## Data to use
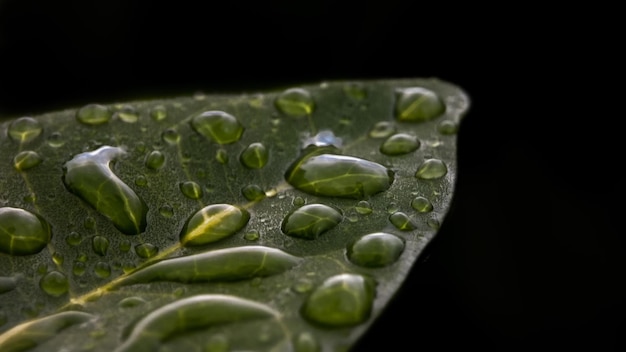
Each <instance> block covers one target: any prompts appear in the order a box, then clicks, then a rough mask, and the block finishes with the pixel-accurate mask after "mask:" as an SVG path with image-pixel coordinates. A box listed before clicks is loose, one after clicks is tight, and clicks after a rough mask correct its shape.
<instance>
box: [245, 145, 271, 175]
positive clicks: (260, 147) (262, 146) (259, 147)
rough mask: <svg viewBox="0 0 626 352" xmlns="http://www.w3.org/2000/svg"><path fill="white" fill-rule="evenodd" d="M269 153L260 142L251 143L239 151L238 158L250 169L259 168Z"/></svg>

* * *

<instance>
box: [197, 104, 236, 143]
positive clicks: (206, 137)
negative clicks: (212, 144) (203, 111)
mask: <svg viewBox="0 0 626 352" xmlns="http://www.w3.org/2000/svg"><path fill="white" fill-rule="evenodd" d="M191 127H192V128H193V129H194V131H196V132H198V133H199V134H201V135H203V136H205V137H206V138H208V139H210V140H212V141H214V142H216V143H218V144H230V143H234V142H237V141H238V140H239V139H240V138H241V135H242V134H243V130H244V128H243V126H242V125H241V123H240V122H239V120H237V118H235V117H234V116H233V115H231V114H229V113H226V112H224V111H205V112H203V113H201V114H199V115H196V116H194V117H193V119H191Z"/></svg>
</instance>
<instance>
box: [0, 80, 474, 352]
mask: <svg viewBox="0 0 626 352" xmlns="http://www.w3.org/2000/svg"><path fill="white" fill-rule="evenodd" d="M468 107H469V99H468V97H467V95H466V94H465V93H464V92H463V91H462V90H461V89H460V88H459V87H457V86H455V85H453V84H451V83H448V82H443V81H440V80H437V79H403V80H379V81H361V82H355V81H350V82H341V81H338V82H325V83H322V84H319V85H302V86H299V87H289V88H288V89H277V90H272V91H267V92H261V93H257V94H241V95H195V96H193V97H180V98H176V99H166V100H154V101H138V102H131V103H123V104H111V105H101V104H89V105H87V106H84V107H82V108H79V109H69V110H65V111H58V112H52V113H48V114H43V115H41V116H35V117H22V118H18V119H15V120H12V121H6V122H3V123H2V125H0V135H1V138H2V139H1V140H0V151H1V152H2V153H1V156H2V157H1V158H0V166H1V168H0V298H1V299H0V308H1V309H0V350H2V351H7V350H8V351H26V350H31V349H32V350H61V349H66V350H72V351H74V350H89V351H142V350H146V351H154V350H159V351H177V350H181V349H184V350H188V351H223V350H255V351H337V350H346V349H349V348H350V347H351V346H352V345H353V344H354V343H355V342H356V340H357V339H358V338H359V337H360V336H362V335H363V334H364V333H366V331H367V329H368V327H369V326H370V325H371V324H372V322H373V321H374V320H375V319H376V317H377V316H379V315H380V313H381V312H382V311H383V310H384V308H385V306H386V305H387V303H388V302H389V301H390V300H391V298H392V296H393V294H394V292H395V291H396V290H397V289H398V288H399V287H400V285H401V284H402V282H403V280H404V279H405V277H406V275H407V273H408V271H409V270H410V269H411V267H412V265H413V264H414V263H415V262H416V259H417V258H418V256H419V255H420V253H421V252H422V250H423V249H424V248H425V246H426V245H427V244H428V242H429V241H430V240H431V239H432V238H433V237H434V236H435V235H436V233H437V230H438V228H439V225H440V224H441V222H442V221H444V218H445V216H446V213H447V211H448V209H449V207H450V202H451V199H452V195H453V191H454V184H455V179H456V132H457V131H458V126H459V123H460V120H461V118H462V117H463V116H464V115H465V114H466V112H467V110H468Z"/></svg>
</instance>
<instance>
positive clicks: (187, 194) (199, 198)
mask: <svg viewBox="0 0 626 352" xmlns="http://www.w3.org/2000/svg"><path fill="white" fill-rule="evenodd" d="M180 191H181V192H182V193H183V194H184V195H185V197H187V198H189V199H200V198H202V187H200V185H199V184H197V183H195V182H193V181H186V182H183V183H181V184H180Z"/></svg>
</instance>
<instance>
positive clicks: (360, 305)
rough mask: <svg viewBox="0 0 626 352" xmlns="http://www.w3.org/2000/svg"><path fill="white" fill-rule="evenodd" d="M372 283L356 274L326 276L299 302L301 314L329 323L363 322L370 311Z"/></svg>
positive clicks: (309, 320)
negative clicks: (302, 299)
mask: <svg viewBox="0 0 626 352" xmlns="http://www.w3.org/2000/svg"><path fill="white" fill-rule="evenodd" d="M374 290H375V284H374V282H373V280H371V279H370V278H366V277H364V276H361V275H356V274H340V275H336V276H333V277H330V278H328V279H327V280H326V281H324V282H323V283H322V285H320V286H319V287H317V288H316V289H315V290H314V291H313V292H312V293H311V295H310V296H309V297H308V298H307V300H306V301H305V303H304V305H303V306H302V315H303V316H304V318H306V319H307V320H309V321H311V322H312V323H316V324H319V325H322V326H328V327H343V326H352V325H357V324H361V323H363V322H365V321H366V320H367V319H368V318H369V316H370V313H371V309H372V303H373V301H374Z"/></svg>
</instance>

--

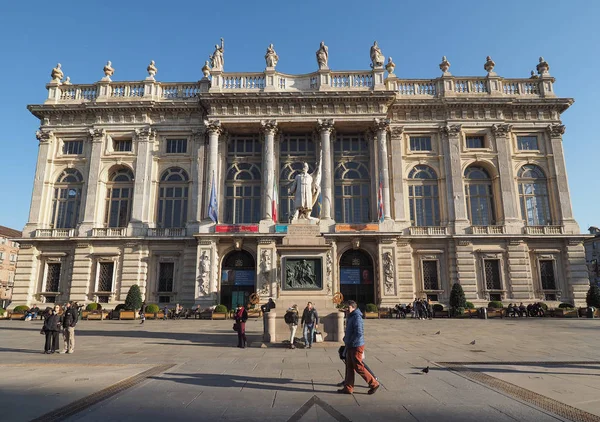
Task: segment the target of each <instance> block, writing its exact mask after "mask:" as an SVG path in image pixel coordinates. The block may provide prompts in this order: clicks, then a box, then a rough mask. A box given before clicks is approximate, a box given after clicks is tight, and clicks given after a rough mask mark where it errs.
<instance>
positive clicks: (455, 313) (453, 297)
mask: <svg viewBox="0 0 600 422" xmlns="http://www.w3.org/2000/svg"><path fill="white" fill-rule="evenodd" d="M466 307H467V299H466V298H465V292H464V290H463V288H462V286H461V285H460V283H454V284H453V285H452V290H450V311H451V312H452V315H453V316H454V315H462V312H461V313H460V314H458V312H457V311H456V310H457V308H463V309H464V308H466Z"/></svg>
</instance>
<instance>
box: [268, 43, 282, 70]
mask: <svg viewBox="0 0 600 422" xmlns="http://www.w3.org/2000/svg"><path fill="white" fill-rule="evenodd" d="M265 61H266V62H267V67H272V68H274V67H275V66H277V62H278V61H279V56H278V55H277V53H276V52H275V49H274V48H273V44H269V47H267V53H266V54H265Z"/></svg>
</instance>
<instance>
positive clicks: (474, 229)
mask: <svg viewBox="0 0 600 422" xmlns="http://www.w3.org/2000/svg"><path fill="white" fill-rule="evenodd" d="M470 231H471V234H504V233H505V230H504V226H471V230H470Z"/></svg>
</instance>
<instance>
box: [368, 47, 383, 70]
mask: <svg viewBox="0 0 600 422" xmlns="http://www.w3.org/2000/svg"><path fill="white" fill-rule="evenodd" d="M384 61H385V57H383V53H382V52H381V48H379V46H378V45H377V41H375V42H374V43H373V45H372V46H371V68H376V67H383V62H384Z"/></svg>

## Your instructions
Where the line holding "Each <instance> block covers" appears in the listing above, start reproducing exactly, and end with the line holding "positive clicks: (260, 147)".

## Exercise output
Each <instance> block covers one target: any prompts appear in the order a box, then clicks, then a rough mask, and the block finishes with the pixel-accurate mask after "mask:" as an SVG path with image-pixel coordinates. A box listed before clicks is loose, one after clicks is tight, and clicks after a rough mask correct its shape.
<instance>
box: [245, 145, 271, 175]
positive clicks: (260, 147) (262, 146) (259, 147)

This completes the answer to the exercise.